» **Do this**: Copy out each of the lines below word for word, from the first to the last.

Dataset records on object locations
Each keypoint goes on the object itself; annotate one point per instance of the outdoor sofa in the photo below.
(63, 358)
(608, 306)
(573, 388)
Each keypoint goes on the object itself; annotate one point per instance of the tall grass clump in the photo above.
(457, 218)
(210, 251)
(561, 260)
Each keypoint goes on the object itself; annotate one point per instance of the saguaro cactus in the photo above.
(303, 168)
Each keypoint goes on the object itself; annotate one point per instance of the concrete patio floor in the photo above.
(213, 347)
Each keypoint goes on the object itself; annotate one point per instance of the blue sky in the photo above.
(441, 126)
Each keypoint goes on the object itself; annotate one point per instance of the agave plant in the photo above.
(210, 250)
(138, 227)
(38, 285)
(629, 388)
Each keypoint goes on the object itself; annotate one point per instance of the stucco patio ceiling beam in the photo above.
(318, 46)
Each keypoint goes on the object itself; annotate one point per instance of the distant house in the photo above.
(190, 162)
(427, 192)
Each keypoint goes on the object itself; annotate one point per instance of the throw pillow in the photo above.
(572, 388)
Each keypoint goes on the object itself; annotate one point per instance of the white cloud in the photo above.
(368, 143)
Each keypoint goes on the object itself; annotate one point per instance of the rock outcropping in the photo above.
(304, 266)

» **Task response**:
Each keypoint goes on the object itself; annotate one point per instance of the outdoor sofa in the photo below.
(63, 358)
(608, 306)
(573, 388)
Each keypoint goes on the object itself; annotate one point per instance of the tall grass clump in the photo above.
(457, 218)
(210, 251)
(561, 260)
Each keypoint goes on the object itself; annotate one point per instance of the saguaro cactus in the photo above.
(303, 168)
Each keypoint goes on the object itself; annotate one point per instance of the concrete patio floor in the photo above.
(213, 347)
Each keypoint goes on the object itself; annotate one point per instance of the blue sky in the photo above.
(441, 126)
Each keypoint goes on the object itself; annotate one point per instance of the agave plant in the photo above.
(210, 250)
(138, 227)
(38, 285)
(629, 388)
Each keypoint goes on the object itself; annotate one point per instance of the stucco patio ceiling beam in the photo above.
(318, 46)
Each keypoint goes on the object itself; annotate one point per instance of the distant house in the photo above.
(190, 162)
(427, 192)
Each keypoint goes on the object itself; annotate one point per instance of the throw pillow in the photo above.
(572, 388)
Each keypoint goes on the object itself; annotate one point per instance of the white cloud in the photo above.
(368, 143)
Each keypoint goes on the object itself; annotate one point per instance of the rock outcropping in the photo above.
(304, 266)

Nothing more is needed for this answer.